Amid an Ugly Year, Craft Beer Perseveres
today at 7:08 am
For obvious reasons, 2020 has been the suckiest, weirdest, most unpredictable and stress-filled year of recent memory. At times, it has seemed as though society is legitimately teetering on the brink of collapse.
I mean, I’ve spent the past several days captivated by a disheveled Jay Cutler as he narrates the unfolding saga of a chicken serial killer terrorizing his Nashville property via Instagram story — if that’s not a sign of the forthcoming apocalypse, I don’t know what is.
Thankfully, we still have beer. And not only are Chicagoland’s breweries hanging in there, many are finding creative ways to continue serving customers despite myriad challenges.
An Industry Regaining its Footing
As mentioned in a previous post, District Brew Yards was way ahead of the beer delivery game, launching an intuitive online ordering platform seemingly within minutes of the lockdown going into effect. An absolute lifesaver during the first few weeks of quarantine.

========================================================================

ABOUT THIS TASK:
Answer these questions from the craft beer post:
(a) Whose Instagram story has the writer been following for several days?
(b) Which region's breweries does the post say are hanging in there?
(c) Which brewery launched an online ordering platform soon after the lockdown began?

========================================================================

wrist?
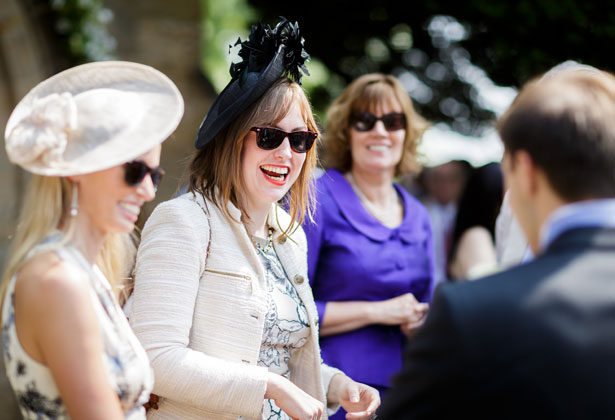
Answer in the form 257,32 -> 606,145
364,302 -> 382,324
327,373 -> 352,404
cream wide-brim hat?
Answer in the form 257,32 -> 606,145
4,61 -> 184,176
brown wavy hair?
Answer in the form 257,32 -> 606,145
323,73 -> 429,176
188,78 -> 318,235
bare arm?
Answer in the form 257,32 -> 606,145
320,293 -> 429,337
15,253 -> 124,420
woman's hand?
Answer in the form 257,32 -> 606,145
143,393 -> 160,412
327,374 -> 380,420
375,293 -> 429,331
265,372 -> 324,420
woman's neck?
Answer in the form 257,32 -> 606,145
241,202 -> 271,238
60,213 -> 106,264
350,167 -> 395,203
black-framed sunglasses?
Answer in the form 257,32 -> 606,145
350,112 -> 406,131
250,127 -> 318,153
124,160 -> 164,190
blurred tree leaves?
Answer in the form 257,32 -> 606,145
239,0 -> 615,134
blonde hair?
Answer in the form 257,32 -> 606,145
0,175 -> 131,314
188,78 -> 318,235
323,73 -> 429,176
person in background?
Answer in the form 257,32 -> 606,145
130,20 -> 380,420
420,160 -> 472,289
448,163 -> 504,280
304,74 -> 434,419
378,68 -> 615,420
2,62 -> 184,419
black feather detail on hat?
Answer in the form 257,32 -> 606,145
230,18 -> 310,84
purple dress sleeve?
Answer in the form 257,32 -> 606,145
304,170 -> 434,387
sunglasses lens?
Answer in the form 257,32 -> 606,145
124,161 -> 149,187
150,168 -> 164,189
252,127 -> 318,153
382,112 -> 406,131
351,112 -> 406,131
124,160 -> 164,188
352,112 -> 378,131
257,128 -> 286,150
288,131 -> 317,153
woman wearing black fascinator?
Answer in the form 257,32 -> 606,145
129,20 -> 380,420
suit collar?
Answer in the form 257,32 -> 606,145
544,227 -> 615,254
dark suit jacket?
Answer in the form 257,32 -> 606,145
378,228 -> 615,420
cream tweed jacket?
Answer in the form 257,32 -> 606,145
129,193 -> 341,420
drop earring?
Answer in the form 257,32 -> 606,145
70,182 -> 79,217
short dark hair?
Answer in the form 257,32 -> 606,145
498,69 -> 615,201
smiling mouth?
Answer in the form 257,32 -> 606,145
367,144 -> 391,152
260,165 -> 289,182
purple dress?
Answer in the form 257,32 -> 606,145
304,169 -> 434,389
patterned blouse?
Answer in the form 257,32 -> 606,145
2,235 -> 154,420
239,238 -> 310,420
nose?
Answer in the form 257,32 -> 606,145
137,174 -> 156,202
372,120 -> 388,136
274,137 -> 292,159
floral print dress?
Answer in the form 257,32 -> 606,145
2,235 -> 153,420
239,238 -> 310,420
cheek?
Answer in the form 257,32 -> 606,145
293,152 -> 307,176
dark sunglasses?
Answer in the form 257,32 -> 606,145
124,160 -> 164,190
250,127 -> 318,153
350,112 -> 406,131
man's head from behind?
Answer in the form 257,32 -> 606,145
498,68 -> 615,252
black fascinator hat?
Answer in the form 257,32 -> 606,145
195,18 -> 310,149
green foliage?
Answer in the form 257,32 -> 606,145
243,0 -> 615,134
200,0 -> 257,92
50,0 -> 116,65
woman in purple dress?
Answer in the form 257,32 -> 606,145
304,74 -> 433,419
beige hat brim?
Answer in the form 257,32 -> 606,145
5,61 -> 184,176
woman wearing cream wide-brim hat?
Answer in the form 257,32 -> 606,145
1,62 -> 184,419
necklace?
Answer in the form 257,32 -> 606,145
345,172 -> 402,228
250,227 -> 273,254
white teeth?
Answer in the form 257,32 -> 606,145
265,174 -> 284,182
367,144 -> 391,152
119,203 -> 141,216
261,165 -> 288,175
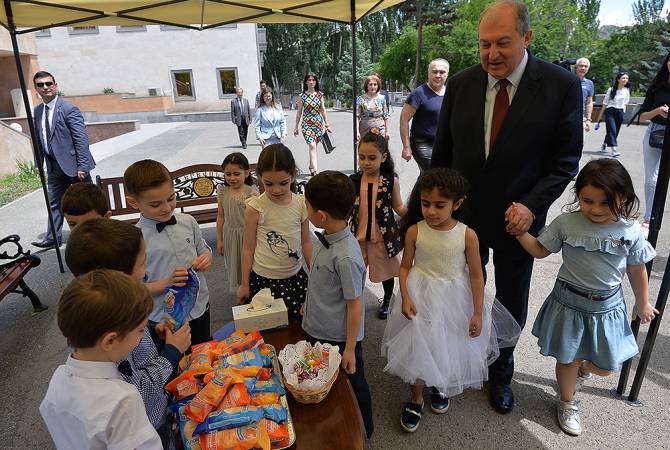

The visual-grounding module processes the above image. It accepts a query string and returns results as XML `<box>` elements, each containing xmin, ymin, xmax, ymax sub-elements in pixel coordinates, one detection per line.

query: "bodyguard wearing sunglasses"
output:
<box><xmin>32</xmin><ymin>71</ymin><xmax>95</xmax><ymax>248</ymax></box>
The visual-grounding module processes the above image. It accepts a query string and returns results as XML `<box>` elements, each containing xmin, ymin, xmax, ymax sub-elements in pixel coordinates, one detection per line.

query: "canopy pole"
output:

========================================================================

OUTPUT BELOW:
(a) Jay Cutler's
(b) Chicagoland's
(c) District Brew Yards